◆ **Given request A**
Return every line of the rows below that contains the word "arena".

Jo Reed: As you say, you began a series for young audiences. How important do you think it is for people to have arts experiences when they're young, in order to really be able to embrace the arts as an adult?
Debbie Shapiro: It’s so important that we continue to develop unique high quality family programming for young audiences so that we're not only serving the surrounding families today, but we're also planting the seeds to develop the audiences of the future who we hope will look back and have formative memories with us because there is so much possibility that could stem from that, ranging from just having that memory to more specific and serious commitment to participation and practice in the arts and pursuing careers and everything in between.
Jo Reed: So we've hinted at it, now it's time to explore it. Let's take a peek at what is coming up at the Marie Rader Presenting Series this season. What can audiences look forward to?
Debbie Shapiro: So we've got two big themes: cultural diversity and environmental sustainability. And so we were lucky to secure a touring project called Rising Tide, the Crossroads Project, and that will be coming in September and that's a collaborative performance from the Fry Street Quartet with physicist Dr. Robert Davies, hailing from Utah. They pair original music, stunning visuals, environmental photography and scientific prose, not theatrical prose, but scientific prose, through a performance that conveys the impact of climate change and activate the audience to determine their part in sustaining the planet, and so I'm so excited to be able to find a performance that we can feature in our series that gets audiences to take steps beyond what we normally do, right? We normally provide joy, inspiration, excitement and education. This one is taking a step further, and taking part in a larger conversation at Rowan, which is incredibly interdisciplinary and involves all kinds of scholars in finding solutions to our world's biggest threat. So that's how we're kicking off the season. From there, we are going to move into some celebratory works that feature Latin performers and so in November, we're very excited to be bringing the New York-based tap and live music rnsemble ”Music from the Soul.” They will be performing their newly completed work, I Didn't Come to Stay, in which tap percussive dance, samba, house and live music come together and they are exploring tap's lineage and connection to other Afro-diasporic forms and they are really masters in transforming a space with such heightened joy and this particular piece feels like you are being transported to a Brazilian carnival. So I'm so excited to share it with our public.

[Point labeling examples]

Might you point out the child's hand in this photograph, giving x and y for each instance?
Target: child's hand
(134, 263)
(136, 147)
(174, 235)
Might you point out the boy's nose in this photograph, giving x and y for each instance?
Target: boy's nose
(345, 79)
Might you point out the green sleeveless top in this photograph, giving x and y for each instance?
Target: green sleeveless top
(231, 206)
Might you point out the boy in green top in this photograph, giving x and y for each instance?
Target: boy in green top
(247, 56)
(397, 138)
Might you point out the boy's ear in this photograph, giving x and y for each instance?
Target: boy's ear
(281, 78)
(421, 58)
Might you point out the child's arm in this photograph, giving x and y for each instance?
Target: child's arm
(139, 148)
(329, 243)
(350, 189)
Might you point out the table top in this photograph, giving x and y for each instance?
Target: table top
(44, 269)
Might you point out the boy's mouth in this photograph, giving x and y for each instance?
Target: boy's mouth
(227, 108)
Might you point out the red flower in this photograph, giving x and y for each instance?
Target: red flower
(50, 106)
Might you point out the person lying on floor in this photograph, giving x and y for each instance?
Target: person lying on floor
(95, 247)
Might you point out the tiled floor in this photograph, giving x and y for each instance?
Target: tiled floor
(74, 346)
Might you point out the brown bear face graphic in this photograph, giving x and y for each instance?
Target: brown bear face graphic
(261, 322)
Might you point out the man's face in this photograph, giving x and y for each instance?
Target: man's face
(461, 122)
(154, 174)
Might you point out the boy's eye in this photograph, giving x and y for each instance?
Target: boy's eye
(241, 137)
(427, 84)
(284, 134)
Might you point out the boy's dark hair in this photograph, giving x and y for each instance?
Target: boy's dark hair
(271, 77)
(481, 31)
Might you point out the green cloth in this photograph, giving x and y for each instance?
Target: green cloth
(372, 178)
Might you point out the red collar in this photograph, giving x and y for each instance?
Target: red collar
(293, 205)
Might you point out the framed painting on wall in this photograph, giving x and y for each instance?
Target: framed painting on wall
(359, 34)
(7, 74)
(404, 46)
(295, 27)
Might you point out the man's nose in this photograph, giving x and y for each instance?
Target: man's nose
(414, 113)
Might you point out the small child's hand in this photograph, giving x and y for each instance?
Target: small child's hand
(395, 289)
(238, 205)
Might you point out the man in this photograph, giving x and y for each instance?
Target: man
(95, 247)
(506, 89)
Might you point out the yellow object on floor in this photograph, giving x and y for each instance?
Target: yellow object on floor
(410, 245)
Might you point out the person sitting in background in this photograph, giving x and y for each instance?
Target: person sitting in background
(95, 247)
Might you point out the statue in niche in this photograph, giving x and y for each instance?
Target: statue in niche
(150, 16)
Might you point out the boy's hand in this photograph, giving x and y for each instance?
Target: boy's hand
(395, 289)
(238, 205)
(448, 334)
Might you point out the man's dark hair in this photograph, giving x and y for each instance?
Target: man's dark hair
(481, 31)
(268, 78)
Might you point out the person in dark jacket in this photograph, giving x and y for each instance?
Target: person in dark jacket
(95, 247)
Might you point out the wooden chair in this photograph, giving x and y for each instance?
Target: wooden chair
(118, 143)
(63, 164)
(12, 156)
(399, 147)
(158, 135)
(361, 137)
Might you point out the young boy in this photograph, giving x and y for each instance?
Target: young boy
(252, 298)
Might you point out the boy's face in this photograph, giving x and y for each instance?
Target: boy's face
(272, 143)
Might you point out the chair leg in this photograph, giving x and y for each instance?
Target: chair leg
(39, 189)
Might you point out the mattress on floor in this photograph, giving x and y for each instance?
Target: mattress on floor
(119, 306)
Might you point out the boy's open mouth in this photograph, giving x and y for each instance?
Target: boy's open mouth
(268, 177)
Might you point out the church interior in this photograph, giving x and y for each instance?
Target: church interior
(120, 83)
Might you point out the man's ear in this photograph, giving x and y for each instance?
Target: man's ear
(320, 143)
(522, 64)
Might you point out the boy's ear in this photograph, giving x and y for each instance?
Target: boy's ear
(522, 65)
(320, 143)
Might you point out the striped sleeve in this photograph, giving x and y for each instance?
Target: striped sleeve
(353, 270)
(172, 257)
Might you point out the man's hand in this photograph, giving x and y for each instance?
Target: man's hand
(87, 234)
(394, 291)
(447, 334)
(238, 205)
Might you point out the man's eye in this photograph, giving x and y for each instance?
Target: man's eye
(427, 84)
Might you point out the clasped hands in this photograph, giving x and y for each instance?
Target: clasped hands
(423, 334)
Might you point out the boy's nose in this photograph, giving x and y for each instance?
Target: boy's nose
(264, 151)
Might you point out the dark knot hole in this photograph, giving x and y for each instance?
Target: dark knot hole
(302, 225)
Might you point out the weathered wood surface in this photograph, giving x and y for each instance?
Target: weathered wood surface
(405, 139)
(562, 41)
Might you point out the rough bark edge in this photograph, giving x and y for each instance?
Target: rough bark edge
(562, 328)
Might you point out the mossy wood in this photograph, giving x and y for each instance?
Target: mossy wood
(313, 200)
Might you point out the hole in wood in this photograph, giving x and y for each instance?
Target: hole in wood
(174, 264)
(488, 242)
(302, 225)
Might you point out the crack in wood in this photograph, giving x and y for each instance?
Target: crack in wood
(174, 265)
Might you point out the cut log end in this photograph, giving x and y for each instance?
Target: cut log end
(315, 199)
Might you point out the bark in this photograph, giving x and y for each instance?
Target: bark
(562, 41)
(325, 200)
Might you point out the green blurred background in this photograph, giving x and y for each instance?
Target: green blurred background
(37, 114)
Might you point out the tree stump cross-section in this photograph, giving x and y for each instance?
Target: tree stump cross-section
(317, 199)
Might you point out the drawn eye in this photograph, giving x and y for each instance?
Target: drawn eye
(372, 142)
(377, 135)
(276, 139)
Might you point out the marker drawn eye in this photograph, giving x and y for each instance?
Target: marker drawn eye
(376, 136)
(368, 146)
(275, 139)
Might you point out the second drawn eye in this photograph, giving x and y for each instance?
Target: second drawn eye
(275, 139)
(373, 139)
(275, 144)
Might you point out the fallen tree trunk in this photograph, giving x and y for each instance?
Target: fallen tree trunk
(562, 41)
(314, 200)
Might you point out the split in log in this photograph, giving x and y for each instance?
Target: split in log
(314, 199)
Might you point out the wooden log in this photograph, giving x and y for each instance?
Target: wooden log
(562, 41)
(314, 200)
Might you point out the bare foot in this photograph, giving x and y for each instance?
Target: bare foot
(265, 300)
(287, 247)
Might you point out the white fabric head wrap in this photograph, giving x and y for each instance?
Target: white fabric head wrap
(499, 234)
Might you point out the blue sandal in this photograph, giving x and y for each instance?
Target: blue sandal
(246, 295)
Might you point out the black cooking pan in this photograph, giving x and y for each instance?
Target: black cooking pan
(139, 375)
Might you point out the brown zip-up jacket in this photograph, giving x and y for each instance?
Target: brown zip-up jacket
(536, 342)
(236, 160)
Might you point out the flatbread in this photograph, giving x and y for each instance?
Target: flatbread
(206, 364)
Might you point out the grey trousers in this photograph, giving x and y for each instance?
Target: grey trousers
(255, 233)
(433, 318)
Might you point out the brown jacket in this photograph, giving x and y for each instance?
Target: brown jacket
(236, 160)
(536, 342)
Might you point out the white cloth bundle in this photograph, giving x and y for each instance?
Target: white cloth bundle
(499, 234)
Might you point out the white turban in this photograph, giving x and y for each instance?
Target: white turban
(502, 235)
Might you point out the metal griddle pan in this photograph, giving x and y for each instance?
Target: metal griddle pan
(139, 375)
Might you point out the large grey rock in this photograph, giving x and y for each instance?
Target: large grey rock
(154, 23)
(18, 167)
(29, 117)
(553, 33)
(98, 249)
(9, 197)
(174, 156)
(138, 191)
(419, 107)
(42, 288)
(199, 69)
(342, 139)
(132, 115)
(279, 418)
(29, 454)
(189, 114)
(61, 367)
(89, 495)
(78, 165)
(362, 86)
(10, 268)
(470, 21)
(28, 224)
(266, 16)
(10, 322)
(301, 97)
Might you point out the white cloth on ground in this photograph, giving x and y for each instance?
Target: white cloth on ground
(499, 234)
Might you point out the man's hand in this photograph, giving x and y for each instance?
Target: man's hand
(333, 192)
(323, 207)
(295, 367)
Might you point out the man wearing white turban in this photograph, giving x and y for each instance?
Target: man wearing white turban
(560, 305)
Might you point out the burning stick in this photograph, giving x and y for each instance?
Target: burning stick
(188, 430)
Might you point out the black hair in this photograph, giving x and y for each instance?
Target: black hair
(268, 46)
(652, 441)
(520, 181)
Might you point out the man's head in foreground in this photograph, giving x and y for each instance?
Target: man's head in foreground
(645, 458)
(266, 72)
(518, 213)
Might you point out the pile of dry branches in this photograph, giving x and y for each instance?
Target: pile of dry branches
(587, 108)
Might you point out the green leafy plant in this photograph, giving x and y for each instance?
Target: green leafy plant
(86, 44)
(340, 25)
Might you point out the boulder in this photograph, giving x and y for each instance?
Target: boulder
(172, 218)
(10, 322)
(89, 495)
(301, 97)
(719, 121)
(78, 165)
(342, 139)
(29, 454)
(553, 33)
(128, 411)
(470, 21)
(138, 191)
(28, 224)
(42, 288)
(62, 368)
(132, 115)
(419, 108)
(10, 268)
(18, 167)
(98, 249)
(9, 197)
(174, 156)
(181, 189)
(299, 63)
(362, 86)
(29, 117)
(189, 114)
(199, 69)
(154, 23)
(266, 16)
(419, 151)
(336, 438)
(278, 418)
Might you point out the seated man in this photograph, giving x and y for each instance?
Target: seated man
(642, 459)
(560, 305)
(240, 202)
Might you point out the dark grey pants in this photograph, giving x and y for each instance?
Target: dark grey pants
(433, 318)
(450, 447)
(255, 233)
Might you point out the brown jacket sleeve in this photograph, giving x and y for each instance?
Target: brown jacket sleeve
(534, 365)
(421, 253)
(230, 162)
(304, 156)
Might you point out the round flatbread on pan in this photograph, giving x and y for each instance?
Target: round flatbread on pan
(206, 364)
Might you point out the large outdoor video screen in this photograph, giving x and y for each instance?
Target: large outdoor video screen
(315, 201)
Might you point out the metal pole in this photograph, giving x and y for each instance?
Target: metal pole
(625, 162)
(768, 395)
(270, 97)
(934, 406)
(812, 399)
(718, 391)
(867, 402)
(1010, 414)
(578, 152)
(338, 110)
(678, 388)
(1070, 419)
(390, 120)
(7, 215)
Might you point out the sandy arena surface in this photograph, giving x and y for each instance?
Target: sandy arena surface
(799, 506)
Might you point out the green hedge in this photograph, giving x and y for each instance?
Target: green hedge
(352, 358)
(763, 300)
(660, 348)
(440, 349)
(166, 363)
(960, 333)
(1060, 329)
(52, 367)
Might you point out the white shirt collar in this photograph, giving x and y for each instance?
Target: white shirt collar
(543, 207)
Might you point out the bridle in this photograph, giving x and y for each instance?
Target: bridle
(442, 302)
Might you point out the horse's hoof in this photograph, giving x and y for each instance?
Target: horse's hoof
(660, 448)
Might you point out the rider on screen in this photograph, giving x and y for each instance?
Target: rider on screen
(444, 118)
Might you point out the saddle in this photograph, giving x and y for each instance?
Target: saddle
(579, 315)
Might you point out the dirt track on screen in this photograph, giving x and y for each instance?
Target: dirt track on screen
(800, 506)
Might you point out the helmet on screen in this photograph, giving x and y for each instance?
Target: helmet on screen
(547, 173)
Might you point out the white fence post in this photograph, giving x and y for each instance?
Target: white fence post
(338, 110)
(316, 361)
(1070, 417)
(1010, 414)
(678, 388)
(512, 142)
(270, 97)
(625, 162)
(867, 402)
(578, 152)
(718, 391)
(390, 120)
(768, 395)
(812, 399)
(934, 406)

◆ **Given request B**
Condense the paragraph in the interview above that begins "Debbie Shapiro: So we've got two big themes" into a short bulleted list that keeps its main facts.

◆ **Exercise solution A**
Might you point out the sandy arena surface in this photograph, giving x and y for each instance?
Target: sandy arena surface

◆ **Exercise solution B**
- The season has two big themes: cultural diversity and environmental sustainability.
- It opens in September with the touring project Rising Tide, the Crossroads Project. This is a collaborative performance by the Fry Street Quartet with physicist Dr. Robert Davies.
- The performance pairs original music, stunning visuals, environmental photography and scientific prose. It conveys the impact of climate change and moves the audience to determine their part in sustaining the planet.
- It goes a step beyond the series' usual joy, inspiration, excitement and education. It joins an interdisciplinary conversation at Rowan about solutions to the world's biggest threat.
- The season then moves to celebratory works featuring Latin performers.
- In November, the New York-based tap and live music group "Music from the Soul" performs its newly completed work, I Didn't Come to Stay.
- That work brings together tap percussive dance, samba, house and live music. It explores tap's lineage and connection to other Afro-diasporic forms and feels like being transported to a Brazilian carnival.